● **Reading text**
Since 1926 he had been working as a draftsman for his own advertising company. He initiated his doll project to oppose the fascism of the Nazi Party by declaring that he would make no work that would support the German state. Represented by mutated forms and unconventional poses, his dolls were directed specifically at the cult of the perfect body then prominent in Germany. Bellmer was influenced in his choice of art form by reading the published letters of Oskar Kokoschka (Der Fetisch, 1925).

He visited Paris in 1935 and made contacts there such as Paul Éluard, but returned to Berlin because his wife Margarete was dying of tuberculosis.

Bellmer's 1934 anonymous book The Doll (Die Puppe), produced and published privately in Germany, contains 10 black-and-white photographs of Bellmer's first doll arranged in a series of "tableaux vivants" (living pictures). The book was not credited to him, he worked in isolation, and his photographs remained almost unknown in Germany. Yet Bellmer's work was eventually declared "degenerate" by the Nazi Party, and he was forced to flee Germany to France in 1938.

● **Required work**
Copy the stretch of the passage about Bellmer from "Since 1926 he" through "(Der Fetisch, 1925)." word for word.

● **Supplied information**

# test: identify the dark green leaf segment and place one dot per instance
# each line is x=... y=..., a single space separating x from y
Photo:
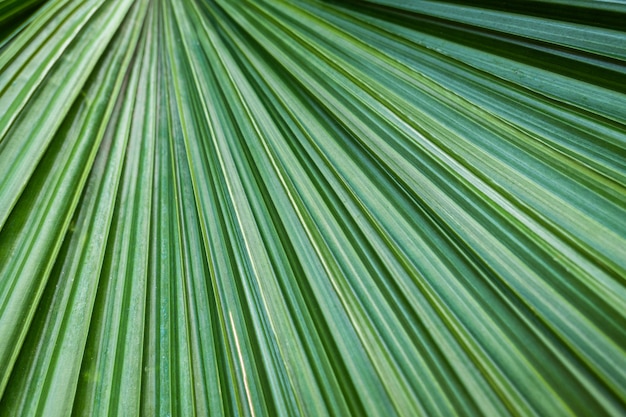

● **Task solution**
Since 1926 he had been working as a draftsman for his own advertising company. He initiated his doll project to oppose the fascism of the Nazi Party by declaring that he would make no work that would support the German state. Represented by mutated forms and unconventional poses, his dolls were directed specifically at the cult of the perfect body then prominent in Germany. Bellmer was influenced in his choice of art form by reading the published letters of Oskar Kokoschka (Der Fetisch, 1925).